▶ _WHAT YOU SHOULD DO_
Name every Greek word that appears in the sermon transcript below.

▶ _SOURCE EXTRACT_
2-8-87    10:50 a.m.

 

 

And we welcome the great throngs of you who share the hour on radio and on television.  You are a part now of the First Baptist Church of Dallas, and this is the pastor bringing the message entitled, God’s Most Precious Gift: and of course, it is based upon the most beautiful and most famous of all the sentences in human language, John 3:16:  “For God so loved the world, that He gave His only begotten Son.”  And we shall base our message on the word “gave.”  God so loved us that He gave us the blessed Savior.  Trying to verbalize the wonder of God’s most precious gift, the Lord Jesus Christ—even Holy Scripture staggers and stammers and stutters in unutterable language trying to describe the wonder of God’s gift.

For example, in Romans [11:33], “How unsearchable…” I turn again to 2 Corinthians 9:15, unspeakable, “Thanks be unto God for His unspeakable gift.”  I turn again to 1 Peter 1:8:  “You rejoice with joy unutterable and full of glory.”  Those words are most interesting.  For one thing, there are no other words but that:  You do not find them anywhere else.  They are not even used in the New Testament anywhere else; they are double compounds with an alpha privative and alpha negative. 

That one in Romans 11:33, anexeraunēta based on eraunaō which means “to search diligently.”  So put that alpha privative in front of it, it is “unsearchable” and “inscrutable.”  The one in 2 Corinthians 9:15, anekdiēgētō; Paul seemingly coined the word.  It is not found anywhere in Greek literature.  It is based on diēgēsis which is a narrative.  So it cannot be narrated.  It cannot be told.  It is thus inexpressible and unutterable.  The one in 1 Peter 1:8, aneklalētō, another double compound with that alpha privative, that alpha negative in front of it, based on the word eklaleō, which means “to speak out.”  So with the alpha privative, it is unspeakable.  It is unutterable.  It is ineffable.  Isn’t that a most remarkable thing, that even God Himself, inspiring these marvelous writers of the New Testament [2 Timothy 3:16], when they come to describe the glory and the preciousness of the gift of God’s Son our Savior, all they can speak are these words that I’ve just tried to delineate: “unutterable, unspeakable, ineffable, indescribable, unspeakable”?  That’s a remarkable thing.  You don’t use price, or cost, or merchandise, or buying, or selling in things spiritual, unless you buy without money and without price [Isaiah 55:1].  God gave, and all of His gifts are just like that.  We don’t buy them; God gives them to us.  And out of all of the Lord’s dear remembrances, the most precious one is the gift of His Son [John 3:16].

▶ _DATA EXCERPT_
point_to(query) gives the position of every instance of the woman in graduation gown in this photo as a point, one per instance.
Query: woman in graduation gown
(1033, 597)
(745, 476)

▶ _TASK SOLUTION_
anexeraunēta
eraunaō
anekdiēgētō
diēgēsis
aneklalētō
eklaleō